- _Task objective_: Transcribe every record that appears below, exactly and in full.
==============================
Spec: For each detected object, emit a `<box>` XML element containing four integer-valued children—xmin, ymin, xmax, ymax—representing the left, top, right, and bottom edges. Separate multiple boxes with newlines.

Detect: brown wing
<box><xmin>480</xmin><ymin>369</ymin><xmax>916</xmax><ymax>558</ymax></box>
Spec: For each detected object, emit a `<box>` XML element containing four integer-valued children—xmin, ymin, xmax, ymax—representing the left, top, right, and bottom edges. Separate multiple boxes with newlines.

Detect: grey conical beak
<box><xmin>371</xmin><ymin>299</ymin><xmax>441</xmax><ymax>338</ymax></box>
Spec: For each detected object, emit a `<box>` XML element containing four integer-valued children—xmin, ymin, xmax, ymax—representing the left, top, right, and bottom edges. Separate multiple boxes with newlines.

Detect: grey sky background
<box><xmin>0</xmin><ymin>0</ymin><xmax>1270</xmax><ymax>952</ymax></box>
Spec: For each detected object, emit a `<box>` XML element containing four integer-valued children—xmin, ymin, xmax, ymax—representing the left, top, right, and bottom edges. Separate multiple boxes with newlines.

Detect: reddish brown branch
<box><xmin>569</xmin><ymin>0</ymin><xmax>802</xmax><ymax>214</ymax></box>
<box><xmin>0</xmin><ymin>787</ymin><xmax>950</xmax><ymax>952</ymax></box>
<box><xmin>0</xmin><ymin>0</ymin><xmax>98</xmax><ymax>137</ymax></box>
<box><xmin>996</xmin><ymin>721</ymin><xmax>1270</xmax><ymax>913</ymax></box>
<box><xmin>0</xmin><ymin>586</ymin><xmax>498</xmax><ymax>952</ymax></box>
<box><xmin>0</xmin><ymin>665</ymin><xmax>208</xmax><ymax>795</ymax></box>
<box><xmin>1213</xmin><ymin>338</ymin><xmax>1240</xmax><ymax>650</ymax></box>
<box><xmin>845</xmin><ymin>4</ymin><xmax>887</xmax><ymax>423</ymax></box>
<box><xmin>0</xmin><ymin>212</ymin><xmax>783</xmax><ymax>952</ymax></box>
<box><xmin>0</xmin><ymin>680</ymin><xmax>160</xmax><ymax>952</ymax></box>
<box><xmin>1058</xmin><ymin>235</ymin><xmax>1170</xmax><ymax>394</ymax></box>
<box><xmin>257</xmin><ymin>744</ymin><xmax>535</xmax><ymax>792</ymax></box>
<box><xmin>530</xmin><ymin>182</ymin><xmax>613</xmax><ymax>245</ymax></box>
==============================
- _Task output_:
Spec: For each detected object, emit a `<box>` XML element containing four integer-valued children—xmin, ymin, xmax, ymax—representing the left, top, right, and bottom edges. Separate multiple boxes with newlines.

Detect: brown wing
<box><xmin>480</xmin><ymin>369</ymin><xmax>916</xmax><ymax>558</ymax></box>
Spec: For each detected object, emit a `<box>` XML element containing four integer-valued children—xmin, ymin, xmax, ymax—representing the left, top, right, and bottom edges. Separate multiple boxes with newlines.

Detect: grey conical beak
<box><xmin>371</xmin><ymin>299</ymin><xmax>441</xmax><ymax>338</ymax></box>
Spec: For each detected object, emit a `<box>` XML element containing four integer-valued children—xmin, ymin, xmax, ymax—representing the left, top, right, and bottom edges. Separate multiple boxes with newlines.

Detect: grey sky background
<box><xmin>0</xmin><ymin>0</ymin><xmax>1270</xmax><ymax>952</ymax></box>
Spec: For each detected object, emit a `<box>` XML element containing four integer-valued children—xmin, ymin, xmax, ymax—representing the left, top, right, and bottom edges. Separate multiple boxes with newlines.

Detect: reddish brown branch
<box><xmin>569</xmin><ymin>0</ymin><xmax>802</xmax><ymax>214</ymax></box>
<box><xmin>0</xmin><ymin>787</ymin><xmax>950</xmax><ymax>952</ymax></box>
<box><xmin>0</xmin><ymin>0</ymin><xmax>98</xmax><ymax>137</ymax></box>
<box><xmin>996</xmin><ymin>721</ymin><xmax>1270</xmax><ymax>913</ymax></box>
<box><xmin>0</xmin><ymin>586</ymin><xmax>498</xmax><ymax>952</ymax></box>
<box><xmin>0</xmin><ymin>665</ymin><xmax>208</xmax><ymax>795</ymax></box>
<box><xmin>1213</xmin><ymin>338</ymin><xmax>1240</xmax><ymax>650</ymax></box>
<box><xmin>845</xmin><ymin>4</ymin><xmax>887</xmax><ymax>423</ymax></box>
<box><xmin>0</xmin><ymin>212</ymin><xmax>783</xmax><ymax>952</ymax></box>
<box><xmin>0</xmin><ymin>680</ymin><xmax>160</xmax><ymax>952</ymax></box>
<box><xmin>1058</xmin><ymin>235</ymin><xmax>1170</xmax><ymax>394</ymax></box>
<box><xmin>257</xmin><ymin>744</ymin><xmax>535</xmax><ymax>792</ymax></box>
<box><xmin>530</xmin><ymin>182</ymin><xmax>613</xmax><ymax>245</ymax></box>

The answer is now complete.